[本文]
━━━━━━━━━━━━━━━━

「6年間、本当に幸せでした」ヤユヨ、解散ライブも笑顔で「あばよ」ーー全18曲で伝えた思いの丈と感謝
『ヤユヨのラストライブ』2025.1.31(FRI)東京・shibuya eggman
寝耳に水だった。昨年8月の「ヤユヨの日」には、結成日である1月19日に開催する特別ライブの意欲を語っていたじゃないか。それなのにどうして!? ヤユヨの解散発表は、あまりにも突然だった。解散を発表する9日前には、『TALTOナイト2024』で向こう意気あふれる演奏を見せてくれたばかりだったじゃないか。それなのに。もちろん、解散を決めるのは簡単なことではなかったと思うし、そもそも外野がとやかく言えることではないから、彼女達の決断を受け止めるしかないことはわかっている。それにしても、だ。

━━━━━━━━━━━━━━━━

[提示された記録]
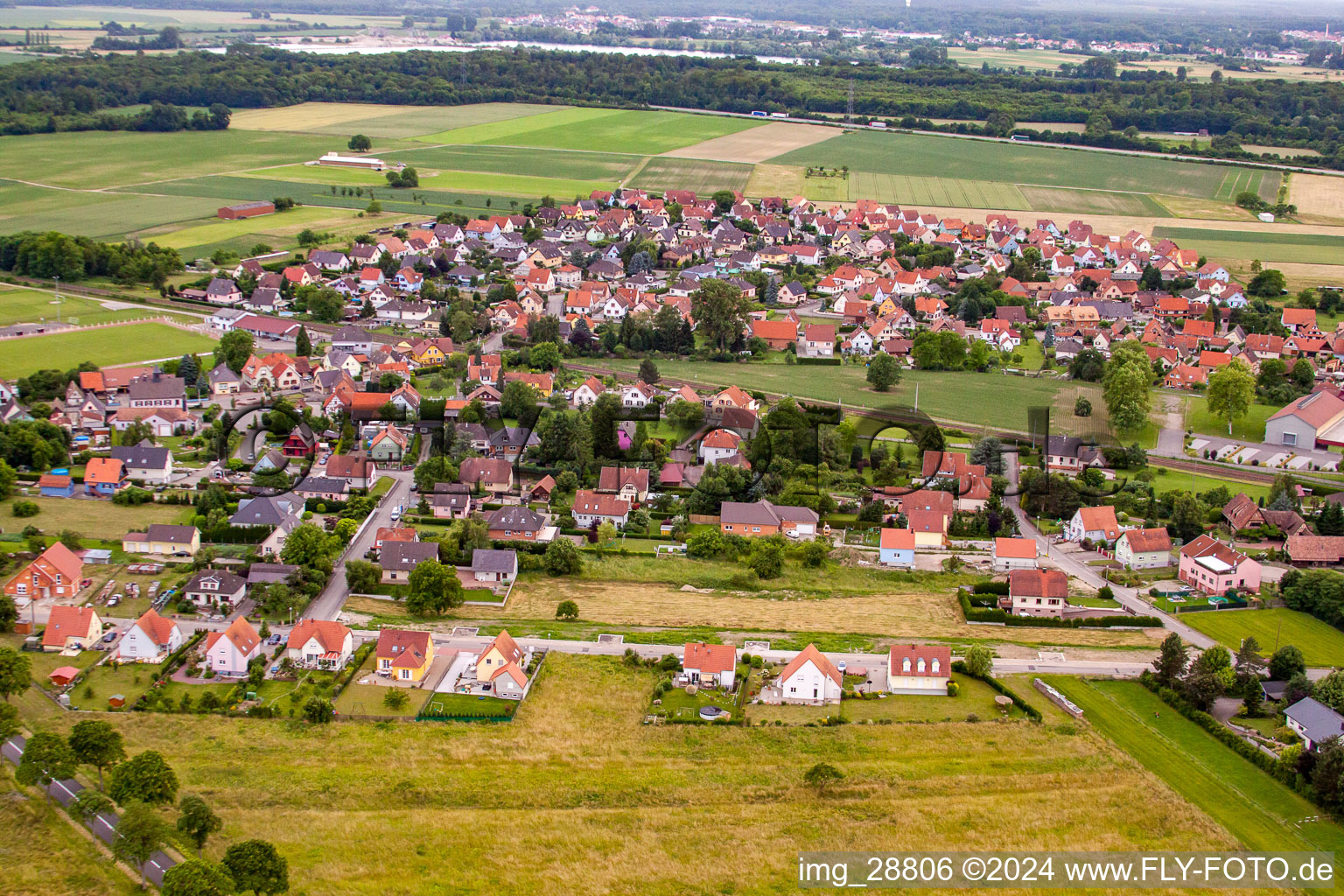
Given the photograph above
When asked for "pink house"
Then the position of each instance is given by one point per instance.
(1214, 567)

━━━━━━━━━━━━━━━━

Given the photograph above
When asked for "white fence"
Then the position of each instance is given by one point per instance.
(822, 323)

━━━━━━━━━━━━━━━━

[課題] 本文によると、ヤユヨの結成日は何月何日か。 記録は本文とは別の資料である。

[正解] 1月19日。